→ **WHAT THE TASK REQUIRES**
List every line of the data below that contains the string "wooden". Case counts.

(Stored records)
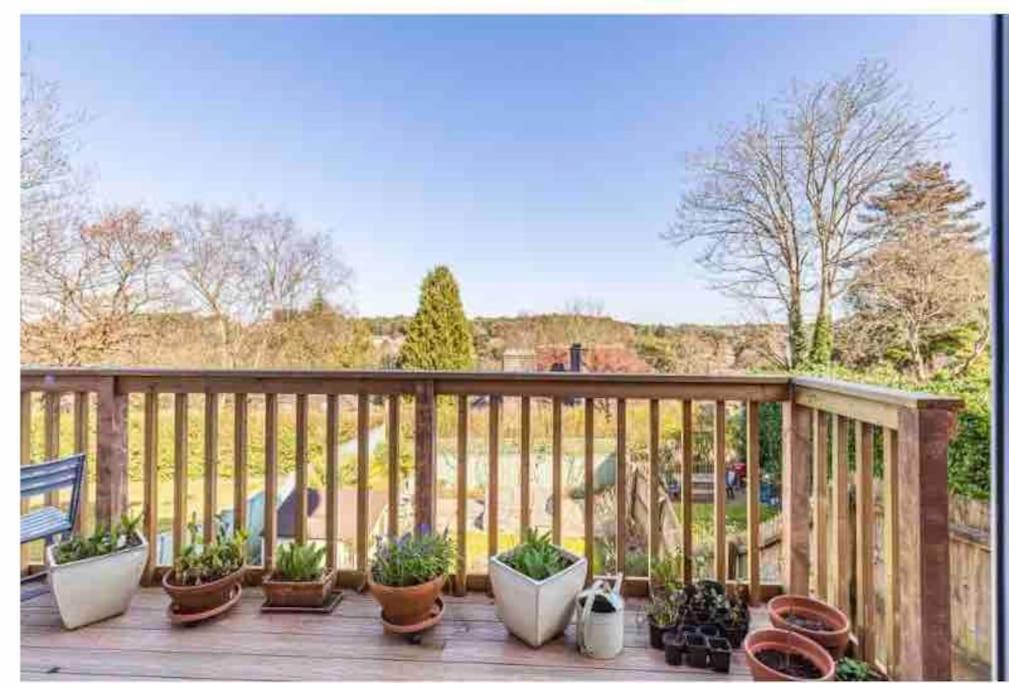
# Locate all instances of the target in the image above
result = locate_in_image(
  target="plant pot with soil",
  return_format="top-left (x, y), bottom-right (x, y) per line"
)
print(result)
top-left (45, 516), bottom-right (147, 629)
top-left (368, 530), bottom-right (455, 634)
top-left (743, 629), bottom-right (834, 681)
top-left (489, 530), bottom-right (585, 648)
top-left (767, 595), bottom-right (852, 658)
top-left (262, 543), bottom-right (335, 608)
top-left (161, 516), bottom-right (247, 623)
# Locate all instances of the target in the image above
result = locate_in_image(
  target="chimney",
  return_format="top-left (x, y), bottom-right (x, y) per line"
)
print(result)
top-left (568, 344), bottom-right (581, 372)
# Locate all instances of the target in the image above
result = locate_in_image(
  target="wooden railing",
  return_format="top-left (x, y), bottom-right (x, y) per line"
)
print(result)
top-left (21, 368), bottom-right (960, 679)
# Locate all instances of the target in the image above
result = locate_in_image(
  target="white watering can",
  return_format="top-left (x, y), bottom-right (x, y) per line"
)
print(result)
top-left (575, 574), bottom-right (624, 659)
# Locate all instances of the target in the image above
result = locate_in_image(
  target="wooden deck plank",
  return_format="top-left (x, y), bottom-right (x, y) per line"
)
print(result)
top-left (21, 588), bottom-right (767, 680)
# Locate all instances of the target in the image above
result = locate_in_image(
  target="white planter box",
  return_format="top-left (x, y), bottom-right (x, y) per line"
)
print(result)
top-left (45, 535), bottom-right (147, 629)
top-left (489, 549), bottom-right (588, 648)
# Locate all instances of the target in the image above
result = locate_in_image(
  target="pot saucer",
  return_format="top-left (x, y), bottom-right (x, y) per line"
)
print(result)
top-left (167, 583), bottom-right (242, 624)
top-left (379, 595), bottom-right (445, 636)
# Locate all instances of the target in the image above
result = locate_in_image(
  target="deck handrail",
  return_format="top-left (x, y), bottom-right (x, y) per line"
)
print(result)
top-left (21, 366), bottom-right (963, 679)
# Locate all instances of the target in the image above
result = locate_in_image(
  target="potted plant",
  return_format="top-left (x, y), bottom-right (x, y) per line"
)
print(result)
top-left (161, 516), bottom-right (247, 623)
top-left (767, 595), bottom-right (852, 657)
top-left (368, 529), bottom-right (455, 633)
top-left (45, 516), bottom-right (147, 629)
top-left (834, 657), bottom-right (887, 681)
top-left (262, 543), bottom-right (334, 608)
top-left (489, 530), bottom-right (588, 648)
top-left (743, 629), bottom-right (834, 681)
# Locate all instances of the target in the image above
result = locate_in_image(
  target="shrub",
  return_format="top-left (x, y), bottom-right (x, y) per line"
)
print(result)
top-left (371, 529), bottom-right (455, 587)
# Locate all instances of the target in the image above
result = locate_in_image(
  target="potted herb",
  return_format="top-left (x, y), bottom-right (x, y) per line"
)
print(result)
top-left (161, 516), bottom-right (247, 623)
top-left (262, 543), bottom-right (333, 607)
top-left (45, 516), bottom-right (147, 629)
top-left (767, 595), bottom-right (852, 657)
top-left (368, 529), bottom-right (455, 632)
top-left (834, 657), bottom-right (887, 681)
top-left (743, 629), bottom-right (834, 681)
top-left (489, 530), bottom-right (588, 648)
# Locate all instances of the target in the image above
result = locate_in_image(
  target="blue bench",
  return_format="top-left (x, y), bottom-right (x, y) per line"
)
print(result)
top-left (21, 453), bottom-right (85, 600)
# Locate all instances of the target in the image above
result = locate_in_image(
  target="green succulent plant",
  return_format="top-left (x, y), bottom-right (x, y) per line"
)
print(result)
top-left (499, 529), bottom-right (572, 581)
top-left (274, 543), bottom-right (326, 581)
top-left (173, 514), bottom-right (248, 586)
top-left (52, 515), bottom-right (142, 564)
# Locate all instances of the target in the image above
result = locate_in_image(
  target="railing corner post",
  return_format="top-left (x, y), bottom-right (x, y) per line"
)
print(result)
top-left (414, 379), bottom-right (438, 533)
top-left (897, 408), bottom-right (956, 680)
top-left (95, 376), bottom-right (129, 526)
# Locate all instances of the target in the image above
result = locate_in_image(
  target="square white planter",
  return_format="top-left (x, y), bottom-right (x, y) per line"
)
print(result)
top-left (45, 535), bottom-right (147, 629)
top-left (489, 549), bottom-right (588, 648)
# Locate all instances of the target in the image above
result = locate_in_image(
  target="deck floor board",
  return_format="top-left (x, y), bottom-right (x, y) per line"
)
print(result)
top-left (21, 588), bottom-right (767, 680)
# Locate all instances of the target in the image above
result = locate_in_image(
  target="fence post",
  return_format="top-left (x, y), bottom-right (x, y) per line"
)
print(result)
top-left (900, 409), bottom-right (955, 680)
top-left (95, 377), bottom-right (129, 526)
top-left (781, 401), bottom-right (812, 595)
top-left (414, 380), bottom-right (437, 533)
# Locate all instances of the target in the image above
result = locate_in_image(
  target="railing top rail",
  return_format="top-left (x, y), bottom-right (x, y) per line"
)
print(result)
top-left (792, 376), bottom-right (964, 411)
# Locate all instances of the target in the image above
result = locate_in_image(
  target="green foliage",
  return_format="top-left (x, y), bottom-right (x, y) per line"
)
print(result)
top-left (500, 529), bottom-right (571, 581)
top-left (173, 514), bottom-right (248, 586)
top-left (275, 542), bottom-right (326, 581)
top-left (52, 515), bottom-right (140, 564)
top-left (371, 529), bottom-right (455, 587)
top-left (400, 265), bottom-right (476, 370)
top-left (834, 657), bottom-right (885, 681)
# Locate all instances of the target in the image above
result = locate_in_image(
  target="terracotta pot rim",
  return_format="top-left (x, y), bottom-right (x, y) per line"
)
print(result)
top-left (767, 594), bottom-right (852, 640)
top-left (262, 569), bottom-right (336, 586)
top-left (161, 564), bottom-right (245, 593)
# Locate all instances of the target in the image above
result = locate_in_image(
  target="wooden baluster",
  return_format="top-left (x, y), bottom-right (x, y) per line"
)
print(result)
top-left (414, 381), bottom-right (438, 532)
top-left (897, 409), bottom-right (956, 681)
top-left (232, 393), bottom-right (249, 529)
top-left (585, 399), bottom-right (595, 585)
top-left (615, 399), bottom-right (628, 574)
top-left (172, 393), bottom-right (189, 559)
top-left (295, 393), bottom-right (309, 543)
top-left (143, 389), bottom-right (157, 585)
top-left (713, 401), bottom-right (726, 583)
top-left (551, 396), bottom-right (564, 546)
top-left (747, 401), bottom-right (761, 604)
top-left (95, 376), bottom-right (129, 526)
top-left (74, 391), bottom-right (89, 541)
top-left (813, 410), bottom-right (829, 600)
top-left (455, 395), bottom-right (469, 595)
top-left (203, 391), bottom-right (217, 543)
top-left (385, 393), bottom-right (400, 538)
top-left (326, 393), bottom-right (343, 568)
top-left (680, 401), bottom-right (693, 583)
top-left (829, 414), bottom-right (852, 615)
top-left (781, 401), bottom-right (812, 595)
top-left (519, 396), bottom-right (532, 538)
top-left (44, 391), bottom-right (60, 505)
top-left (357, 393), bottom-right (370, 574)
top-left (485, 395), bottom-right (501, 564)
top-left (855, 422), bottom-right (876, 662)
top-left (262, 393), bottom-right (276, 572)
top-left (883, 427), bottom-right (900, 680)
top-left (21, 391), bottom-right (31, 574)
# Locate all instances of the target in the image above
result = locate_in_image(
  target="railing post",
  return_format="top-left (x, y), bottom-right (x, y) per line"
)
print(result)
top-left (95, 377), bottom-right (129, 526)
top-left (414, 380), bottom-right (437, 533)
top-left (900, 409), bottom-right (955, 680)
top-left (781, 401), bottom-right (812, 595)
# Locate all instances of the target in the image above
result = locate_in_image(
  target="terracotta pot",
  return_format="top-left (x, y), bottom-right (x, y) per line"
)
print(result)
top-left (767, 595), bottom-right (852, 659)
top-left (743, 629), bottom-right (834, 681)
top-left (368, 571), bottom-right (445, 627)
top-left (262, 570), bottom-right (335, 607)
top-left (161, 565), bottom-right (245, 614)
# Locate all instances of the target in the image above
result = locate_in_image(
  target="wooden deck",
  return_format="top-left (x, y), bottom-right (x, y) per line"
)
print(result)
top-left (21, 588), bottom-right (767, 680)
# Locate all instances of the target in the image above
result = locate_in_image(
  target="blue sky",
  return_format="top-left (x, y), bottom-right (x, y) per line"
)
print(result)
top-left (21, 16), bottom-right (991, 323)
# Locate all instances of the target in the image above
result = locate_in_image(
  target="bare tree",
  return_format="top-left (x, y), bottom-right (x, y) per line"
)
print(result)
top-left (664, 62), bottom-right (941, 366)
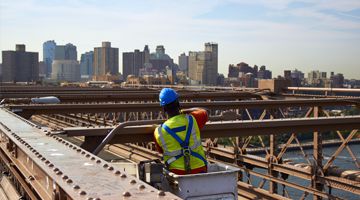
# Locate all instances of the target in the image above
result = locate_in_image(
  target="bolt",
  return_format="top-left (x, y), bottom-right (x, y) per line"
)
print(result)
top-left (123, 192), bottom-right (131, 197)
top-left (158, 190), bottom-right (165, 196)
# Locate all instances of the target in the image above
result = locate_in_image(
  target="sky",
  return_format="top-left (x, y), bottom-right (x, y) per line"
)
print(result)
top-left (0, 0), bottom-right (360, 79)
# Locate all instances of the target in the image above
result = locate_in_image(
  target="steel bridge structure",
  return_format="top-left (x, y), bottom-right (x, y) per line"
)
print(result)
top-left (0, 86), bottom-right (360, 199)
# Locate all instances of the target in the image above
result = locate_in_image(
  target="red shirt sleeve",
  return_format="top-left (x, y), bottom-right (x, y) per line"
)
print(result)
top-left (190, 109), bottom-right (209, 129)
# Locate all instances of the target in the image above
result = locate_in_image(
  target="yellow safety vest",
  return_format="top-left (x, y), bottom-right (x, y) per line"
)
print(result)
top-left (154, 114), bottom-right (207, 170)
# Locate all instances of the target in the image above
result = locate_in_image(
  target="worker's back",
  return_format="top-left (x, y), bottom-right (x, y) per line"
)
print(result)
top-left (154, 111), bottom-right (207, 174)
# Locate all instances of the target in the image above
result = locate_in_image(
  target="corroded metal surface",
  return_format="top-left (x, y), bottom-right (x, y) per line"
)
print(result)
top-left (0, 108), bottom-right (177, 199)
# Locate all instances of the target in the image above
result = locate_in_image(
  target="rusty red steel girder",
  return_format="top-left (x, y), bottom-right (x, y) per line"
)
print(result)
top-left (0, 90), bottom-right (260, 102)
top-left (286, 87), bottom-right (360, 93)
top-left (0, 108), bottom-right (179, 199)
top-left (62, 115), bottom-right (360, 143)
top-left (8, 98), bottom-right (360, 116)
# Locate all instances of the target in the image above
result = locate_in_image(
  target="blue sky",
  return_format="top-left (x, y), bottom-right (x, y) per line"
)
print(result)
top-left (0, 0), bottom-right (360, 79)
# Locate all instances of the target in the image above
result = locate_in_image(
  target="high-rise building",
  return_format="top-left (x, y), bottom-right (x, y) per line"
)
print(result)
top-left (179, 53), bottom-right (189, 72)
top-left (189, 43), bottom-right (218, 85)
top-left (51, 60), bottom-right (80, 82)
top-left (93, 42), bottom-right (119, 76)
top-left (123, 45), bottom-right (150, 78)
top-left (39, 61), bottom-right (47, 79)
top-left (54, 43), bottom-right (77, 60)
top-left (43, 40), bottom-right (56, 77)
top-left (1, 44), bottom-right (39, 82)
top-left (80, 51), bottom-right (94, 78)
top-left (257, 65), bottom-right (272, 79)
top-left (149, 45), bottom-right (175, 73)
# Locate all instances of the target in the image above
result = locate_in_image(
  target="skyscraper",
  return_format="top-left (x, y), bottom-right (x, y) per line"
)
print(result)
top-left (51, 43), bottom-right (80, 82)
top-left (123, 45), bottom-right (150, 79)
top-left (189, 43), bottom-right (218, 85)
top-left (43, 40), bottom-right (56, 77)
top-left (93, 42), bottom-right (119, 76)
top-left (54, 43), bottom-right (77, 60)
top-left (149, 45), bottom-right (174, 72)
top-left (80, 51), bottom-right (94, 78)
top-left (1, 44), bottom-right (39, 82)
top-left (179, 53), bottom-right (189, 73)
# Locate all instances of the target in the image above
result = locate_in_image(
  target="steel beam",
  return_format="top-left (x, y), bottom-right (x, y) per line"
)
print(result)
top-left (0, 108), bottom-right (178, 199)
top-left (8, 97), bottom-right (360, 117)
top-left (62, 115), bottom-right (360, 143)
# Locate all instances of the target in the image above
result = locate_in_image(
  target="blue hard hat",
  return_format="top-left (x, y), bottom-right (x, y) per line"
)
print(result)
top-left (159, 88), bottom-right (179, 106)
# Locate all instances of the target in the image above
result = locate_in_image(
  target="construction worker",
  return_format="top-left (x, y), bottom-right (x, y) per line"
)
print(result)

→ **FINISHED ANSWER**
  target="wooden railing",
  target="wooden deck plank",
  target="wooden baluster",
  target="wooden deck",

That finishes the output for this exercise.